===== TEXT EXCERPT

The War
- Date: 2 July 2011
- Venue: Imtech Arena, Altona, Hamburg, Germany
- Title(s) on the line: WBA (Unified), IBF, WBO, IBO, and The Ring heavyweight titles

Tale of the tape
- Boxer: Wladimir Klitschko / David Haye
- Nickname: Dr. Steelhammer / The Hayemaker
- Hometown: Kyiv, Ukraine / Bermondsey, London, UK
- Pre-fight record: 55–3 (48 KO) / 25–1 (23 KO)
- Age: 35 years, 3 months / 30 years, 8 months
- Height: 6 ft 6 in (198 cm) / 6 ft 3 in (191 cm)
- Weight: 242.6 lb (110 kg) / 212.8 lb (97 kg)
- Style: Orthodox / Orthodox
- Recognition: IBF, WBO, IBO and The Ring Heavyweight Champion The Ring No. 5 ranked pound-for-pound fighter / WBA Heavyweight Champion The Ring No. 2 Ranked Heavyweight 2-division world champion

Result
- Klitschko wins via 12-round unanimous decision (117-109, 118-108, 116-110)

= Wladimir Klitschko vs. David Haye =

Boxing competition

Wladimir Klitschko vs. David Haye, billed as The Talk Ends Now, was a heavyweight unification fight between IBF, WBO, IBO, and The Ring champion Wladimir Klitschko, and WBA champion David Haye. The fight took place in Imtech Arena, Altona, Hamburg, Germany on July 2, 2011. Klitschko defeated Haye by unanimous decision.

==Background==
In 2008 after becoming unified cruiserweight champion, David Haye moved up to heavyweight. Klitschko welcomed the challenge of Haye. Talks started immediately between Klitschko and Haye but came to nothing, even after Haye publicly confronted and challenged Klitschko at an event at the ExCeL London in April 2008. Haye reiterated a challenge to Klitschko to fight him in 2009. In his second fight, he wanted to fight JD Chapman who he claimed was a similar style to the Klitschkos. Haye also added that the heavyweight division was scared of him. In July 2008 Wladimir Klitschko said that Haye was a possible opponent for him to fight next. Haye started to call out the Klitschkos after he knocked out Monte Barret in the 5th round in 2008.

==========
===== RECORDS PROVIDED

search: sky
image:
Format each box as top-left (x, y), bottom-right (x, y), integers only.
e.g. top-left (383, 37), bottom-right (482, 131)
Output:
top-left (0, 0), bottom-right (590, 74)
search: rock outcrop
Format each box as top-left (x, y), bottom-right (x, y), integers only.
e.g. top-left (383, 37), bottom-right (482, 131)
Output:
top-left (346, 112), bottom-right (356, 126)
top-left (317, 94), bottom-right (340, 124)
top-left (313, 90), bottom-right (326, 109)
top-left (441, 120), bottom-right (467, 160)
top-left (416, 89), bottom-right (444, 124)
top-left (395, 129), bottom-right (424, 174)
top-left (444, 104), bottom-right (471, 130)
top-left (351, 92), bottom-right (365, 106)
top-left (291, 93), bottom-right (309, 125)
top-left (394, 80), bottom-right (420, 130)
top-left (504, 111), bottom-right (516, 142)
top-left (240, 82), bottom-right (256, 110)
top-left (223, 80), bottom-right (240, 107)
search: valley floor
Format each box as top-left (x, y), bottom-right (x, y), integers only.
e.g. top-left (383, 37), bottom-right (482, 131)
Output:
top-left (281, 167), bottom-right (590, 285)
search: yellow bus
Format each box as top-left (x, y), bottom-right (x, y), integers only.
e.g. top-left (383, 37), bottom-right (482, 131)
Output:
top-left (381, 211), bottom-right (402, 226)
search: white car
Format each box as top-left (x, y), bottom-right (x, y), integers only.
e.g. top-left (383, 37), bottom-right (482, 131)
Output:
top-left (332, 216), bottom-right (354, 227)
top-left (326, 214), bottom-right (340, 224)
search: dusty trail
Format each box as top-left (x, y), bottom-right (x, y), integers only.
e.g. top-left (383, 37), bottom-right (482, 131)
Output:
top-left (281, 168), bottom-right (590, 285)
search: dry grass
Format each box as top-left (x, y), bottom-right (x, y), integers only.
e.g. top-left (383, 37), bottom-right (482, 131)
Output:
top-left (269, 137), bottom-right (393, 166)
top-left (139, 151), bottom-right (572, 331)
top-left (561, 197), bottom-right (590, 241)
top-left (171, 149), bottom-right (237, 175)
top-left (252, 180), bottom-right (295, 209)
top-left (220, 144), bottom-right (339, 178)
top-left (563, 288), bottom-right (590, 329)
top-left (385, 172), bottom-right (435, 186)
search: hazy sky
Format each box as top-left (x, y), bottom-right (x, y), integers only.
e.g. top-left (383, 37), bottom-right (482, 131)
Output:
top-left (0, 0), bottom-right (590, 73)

==========

— TASK INSTRUCTIONS —
1) Answer these questions using the article on the Wladimir Klitschko vs. David Haye fight:
(a) What nickname is given for David Haye?
(b) What were the three judges' scores in the fight's result?
(c) In which round did Haye knock out Monte Barret in 2008?
2) Write the next part of the article on the Wladimir Klitschko vs. David Haye fight, starting after its final sentence.

— IN RESPONSE —
1)
(a) The Hayemaker
(b) 117-109, 118-108, and 116-110
(c) The 5th round

2)
In late 2008 Haye and Vitali verbally agreed to terms to fight in the summer. However Klitschko fought mandatory challenger, Juan Carlos Gomez. Haye then turned his sights to Wladimir. In 2009 after protracted talks, Wladimir agreed to fight Haye on 20 June in Gelsenkirchen, Germany. In the build-up to that fight Klitschko labeled Haye an 'embarrassment' after Haye appeared wearing a T-shirt with the Klitschkos' severed heads. He also vowed to knock Haye out in the 12th round. Haye pulled out of the fight with a back injury, and hoped to postpone the fight until July 11. This did not happen and Haye was replaced by Ruslan Chagaev who Klitschko stopped in 9th round. Since then both Vitali and Wladimir had wanted to fight Haye, with Vitali wanting to have a fight with Haye in 2010 which never happened. Instead, Haye won the WBA title after defeating Nikolay Valuev.

==Build-up==
On 16 April 2009, Haye wore a T-shirt depicting him holding the heads of the Klitschko brothers while standing atop their decapitated bodies.
At the same time, he declared a war on both the Klitschko brothers, hoping to first defeat Wladimir, then Vitali.
Two press conferences were held in announcement of the fight. The first one took place in Hamburg, the second in London.
There was also an HBO Face Off held in New York City.
At both press conferences David Haye refused to shake Klitschko's hand. Klitschko said it was a sign of lack of respect from Haye's side. Haye said that he did not want to shake Klitschko's hand, because "he doesn't want to do what Wladimir tells him to do."
He said that Klitschko is a control freak who has to know and control what his opponents do. Haye promised that he would win by knockout, that the trash talk was over and that it was down to business, which was also one of the reasons why he didn't bring his infamous T-shirt.
Klitschko asked about the T-shirt and wanted to see it. Haye again referred to Klitschko as a "control freak."
Haye said that he intended to shake Klitschko's gloves when they are in the ring together, but only because it was the rules.
At an interview on Sky, Haye also refused to come into the studio with Klitschko because he said he'd had enough of him, he'd seen too much of him – first in New York, then Hamburg and now in London.
At the HBO Face Off, Haye said that you could feel the tension and "almost cut it with a knife". He also thought that Klitschko would punch him during the interview. Yet again Haye refused to shake Klitschko's hand.

A pre-fight news conference was held on June 27 in Hamburg. No new things were said. Haye got up and said that Klitschko was like a robot, and would malfunction on fight night. He said he was happy the fight was happening, because he was just a much better fighter. He also said that he would show a totally new game plan and would not fight like he had done in his other fights. Haye proclaimed that you could play his new iPhone game David Haye's knockout, where you could see what would happen on July 2.
Haye's trainer Adam Booth got up to the microphone and only said: "Enjoy", and gave the word to Klitschko's trainer Emanuel Steward.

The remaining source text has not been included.